**COMPLETE O SEGUINTE:**
**a.** Enumere todos os valores expressos em milhões no texto sobre VIH/sida, pela ordem em que aparecem.
**b.** Redija a continuação do texto sobre VIH/sida a partir da última frase apresentada.

**EXCERTO DO TEXTO:**
VIH/sida, as vitórias e os retrocessos

Este é um retrocesso que nos pode sair caro e para o qual teremos, mesmo, de arranjar soluções.

Trinta anos é demasiado tempo e, ao mesmo tempo, tão pouco, para tudo o que neles se deu depois de ter sido detectado em Portugal o primeiro caso de VIH. Desde os primeiros tempos que a luta não tem sido apenas contra a doença, mas também contra o estigma, os medos, as violências associadas à marginalização dos infectados.

Tal como outrora o cancro (hoje já encarado como uma doença transversal a toda sociedade e a todas as classes), também a sida foi vista como uma espécie de peste moderna, difundindo-se sobre ela inúmeras falsidades que provocaram, para os que com elas sofreram, danos irreparáveis. E se isto foi assim em Portugal, ainda é assim em muitas zonas do globo, onde a exclusão e a perseguição são “leis” da rua para os que, por infelicidade sua, contraíram o vírus da imunodeficiência humana (VIH), que está na origem da síndrome da imunodeficiência adquirida (a sida), o grau mais elevado deste tipo de doença. Mas é de uma doença que se trata, não de uma praga ou de uma nova espécie de peste. Com os anos e o cair das barreiras e dos medos, fomos aprendendo isto, mas nem todos, nem todas à mesma velocidade e com as mesmas consequências sociais. Pelos números que hoje divulgamos (e há sempre nesta data, 1 de Dezembro, Dia Mundial de Luta contra a Sida, a tentação de rever os números), o número de infectados no mundo aumentou 17,7% desde o início do milénio (30 milhões em 2001 contra 35,3 milhões em 2012), mas o número de novas infecções baixou 32,4% (de 3,4 milhões para 2,3 milhões). Causa primeira: menos mortes (1,9 milhões em 2001 contra 1,6 milhões em 2012) e uma capacidade, sobretudo nos países mais ricos, de sobreviver mais anos com a doença.

**MATERIAL EXTRAÍDO:**

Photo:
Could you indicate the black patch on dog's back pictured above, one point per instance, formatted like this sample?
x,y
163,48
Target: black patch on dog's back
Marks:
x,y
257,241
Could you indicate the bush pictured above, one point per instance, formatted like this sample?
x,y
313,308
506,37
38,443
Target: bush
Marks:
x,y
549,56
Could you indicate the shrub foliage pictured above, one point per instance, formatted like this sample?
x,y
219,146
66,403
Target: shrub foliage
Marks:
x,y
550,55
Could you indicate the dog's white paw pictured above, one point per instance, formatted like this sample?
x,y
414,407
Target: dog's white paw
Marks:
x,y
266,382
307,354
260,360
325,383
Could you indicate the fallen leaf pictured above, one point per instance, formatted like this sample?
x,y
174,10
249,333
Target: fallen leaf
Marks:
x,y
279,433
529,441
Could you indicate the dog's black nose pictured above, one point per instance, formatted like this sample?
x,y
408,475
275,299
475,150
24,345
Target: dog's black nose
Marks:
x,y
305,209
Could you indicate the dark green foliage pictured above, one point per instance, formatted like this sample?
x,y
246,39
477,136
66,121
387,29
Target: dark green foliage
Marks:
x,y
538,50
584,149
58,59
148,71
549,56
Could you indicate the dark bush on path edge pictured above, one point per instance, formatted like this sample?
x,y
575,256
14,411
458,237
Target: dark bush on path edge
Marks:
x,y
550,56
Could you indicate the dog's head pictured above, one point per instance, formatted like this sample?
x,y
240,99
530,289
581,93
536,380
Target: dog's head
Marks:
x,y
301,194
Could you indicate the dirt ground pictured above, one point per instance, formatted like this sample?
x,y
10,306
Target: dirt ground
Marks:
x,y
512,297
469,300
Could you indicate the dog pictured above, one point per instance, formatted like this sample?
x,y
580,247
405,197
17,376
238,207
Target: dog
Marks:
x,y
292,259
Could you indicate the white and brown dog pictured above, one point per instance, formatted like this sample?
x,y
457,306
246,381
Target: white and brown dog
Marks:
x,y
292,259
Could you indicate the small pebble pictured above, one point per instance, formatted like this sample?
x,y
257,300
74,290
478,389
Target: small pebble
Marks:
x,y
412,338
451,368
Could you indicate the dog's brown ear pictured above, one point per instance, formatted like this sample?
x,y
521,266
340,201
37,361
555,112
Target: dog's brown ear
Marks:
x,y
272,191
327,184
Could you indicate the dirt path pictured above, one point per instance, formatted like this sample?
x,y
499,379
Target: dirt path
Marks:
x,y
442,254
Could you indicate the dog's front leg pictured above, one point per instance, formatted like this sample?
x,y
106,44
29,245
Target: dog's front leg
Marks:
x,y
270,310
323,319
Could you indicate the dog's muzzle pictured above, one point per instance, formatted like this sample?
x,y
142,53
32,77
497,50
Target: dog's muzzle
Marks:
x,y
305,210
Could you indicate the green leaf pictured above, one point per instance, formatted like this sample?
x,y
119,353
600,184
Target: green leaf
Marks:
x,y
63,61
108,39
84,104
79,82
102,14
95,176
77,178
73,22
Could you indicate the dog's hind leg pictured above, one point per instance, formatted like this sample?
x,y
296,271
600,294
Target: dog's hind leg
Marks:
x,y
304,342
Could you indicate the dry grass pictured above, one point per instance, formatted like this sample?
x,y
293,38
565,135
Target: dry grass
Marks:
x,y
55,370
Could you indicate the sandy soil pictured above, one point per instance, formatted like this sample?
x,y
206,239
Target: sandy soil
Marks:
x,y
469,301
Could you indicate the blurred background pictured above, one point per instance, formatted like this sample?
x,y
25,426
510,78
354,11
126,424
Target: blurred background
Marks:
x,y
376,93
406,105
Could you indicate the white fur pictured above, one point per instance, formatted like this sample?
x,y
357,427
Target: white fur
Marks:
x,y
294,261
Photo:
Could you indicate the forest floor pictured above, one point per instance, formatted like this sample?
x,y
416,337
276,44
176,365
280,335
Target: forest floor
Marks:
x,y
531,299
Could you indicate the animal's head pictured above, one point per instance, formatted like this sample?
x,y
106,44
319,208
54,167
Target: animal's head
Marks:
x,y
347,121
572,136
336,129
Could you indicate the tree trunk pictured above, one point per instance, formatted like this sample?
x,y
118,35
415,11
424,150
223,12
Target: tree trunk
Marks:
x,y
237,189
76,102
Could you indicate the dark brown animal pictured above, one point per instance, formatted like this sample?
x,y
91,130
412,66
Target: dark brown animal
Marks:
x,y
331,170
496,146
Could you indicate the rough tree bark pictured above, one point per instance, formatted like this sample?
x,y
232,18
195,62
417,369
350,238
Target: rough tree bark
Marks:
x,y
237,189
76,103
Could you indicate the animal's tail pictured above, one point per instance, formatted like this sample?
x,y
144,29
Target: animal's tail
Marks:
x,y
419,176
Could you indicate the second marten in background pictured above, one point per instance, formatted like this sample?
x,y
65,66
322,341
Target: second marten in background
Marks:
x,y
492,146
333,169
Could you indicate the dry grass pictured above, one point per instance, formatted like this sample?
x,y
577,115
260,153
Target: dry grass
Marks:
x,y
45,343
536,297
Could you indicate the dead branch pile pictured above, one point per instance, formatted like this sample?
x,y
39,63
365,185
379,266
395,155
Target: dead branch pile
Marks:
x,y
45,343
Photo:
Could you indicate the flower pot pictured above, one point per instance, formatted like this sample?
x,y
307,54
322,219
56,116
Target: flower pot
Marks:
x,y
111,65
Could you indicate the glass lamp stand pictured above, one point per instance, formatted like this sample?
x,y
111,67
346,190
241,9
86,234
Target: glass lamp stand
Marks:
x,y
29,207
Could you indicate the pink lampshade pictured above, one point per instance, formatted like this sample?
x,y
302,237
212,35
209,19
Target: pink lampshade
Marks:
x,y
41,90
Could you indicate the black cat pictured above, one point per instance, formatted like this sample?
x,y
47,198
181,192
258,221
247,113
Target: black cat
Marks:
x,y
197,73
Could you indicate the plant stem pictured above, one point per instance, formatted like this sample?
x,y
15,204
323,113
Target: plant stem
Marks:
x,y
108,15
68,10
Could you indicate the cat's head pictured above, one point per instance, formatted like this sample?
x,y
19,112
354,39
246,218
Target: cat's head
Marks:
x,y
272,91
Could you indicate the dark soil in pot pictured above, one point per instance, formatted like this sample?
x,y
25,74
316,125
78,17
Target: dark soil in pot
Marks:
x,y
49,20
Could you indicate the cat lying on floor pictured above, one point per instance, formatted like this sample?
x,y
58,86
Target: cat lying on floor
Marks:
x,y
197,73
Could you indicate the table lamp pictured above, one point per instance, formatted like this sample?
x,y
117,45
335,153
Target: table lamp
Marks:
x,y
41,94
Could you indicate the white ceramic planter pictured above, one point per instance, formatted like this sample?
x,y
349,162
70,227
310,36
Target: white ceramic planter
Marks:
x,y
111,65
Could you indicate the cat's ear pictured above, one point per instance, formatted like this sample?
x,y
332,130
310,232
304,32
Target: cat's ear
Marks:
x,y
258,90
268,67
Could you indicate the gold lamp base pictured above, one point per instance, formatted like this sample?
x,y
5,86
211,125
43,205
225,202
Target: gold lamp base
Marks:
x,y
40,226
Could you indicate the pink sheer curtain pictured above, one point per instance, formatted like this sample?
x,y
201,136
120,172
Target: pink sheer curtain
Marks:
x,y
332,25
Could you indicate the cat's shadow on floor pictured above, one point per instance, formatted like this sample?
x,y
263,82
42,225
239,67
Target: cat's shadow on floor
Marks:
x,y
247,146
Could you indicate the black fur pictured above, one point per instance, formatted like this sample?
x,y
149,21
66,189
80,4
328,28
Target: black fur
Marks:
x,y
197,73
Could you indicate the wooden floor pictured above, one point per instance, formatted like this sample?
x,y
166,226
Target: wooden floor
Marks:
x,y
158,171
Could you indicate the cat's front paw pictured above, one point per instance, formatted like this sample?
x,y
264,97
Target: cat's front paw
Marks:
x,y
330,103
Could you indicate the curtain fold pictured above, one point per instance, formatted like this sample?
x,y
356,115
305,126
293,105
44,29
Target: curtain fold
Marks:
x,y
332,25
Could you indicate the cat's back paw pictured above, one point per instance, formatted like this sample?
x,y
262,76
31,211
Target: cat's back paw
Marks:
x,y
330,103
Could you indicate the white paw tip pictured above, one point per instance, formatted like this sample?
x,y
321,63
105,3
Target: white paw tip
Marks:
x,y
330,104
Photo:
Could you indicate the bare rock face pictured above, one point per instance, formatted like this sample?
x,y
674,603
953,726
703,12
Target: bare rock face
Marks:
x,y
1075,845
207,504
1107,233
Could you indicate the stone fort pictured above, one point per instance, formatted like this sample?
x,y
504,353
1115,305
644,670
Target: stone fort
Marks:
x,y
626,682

**RESPOSTAS POR ORDEM:**
**a.**
30 milhões
35,3 milhões
3,4 milhões
2,3 milhões
1,9 milhões
1,6 milhões

**b.**
Mas se olharmos para África o cenário é bem mais grave: a Suazilândia, o Botswana e o Lesoto têm taxas de infecção acima dos 20%, enquanto África do Sul (17,8%), Zimbabwe (14,7%), Namíbia (13,3%), Zâmbia (12,7%), Moçambique (11,1%), Malawi (10,8%) e Uganda (7,2%) completam o quadro dos dez países mais infectados do mundo. A par disto, mantém-se ainda “o estigma da discriminação”, como fez questão de acentuar ontem o secretário-geral da ONU, Ban Ki-moon, na sua mensagem a este propósito. “Ainda há sinais preocupantes”, disse ele, “de que algumas regiões e países estão a ficar para trás” em relação aos sinais de progresso dados em “grande parte do mundo”. E, a pensar nesses países, Ban Ki-moon falou na necessidade de “quebrar as barreiras ainda existentes, incluindo leis punitivas e exclusão social, para que possamos chegar a todas as pessoas que não têm acesso ao tratamento e serviços” de VIH.

Sem acesso aos tratamentos: é isto que agora, num país como Portugal, onde os números de infecções têm vindo a diminuir, surge como problema do momento. Devido à crise e ao preço dos transportes, já há muitos os doentes que não vão buscar os medicamentos de que necessitam aos hospitais. O risco é, como dizem os especialistas, levar o VIH a um estádio mais grave, a sida, necessitando de medicamentos mais fortes e mais caros. Este é um retrocesso que nos pode sair caro e para o qual teremos, mesmo, de arranjar soluções.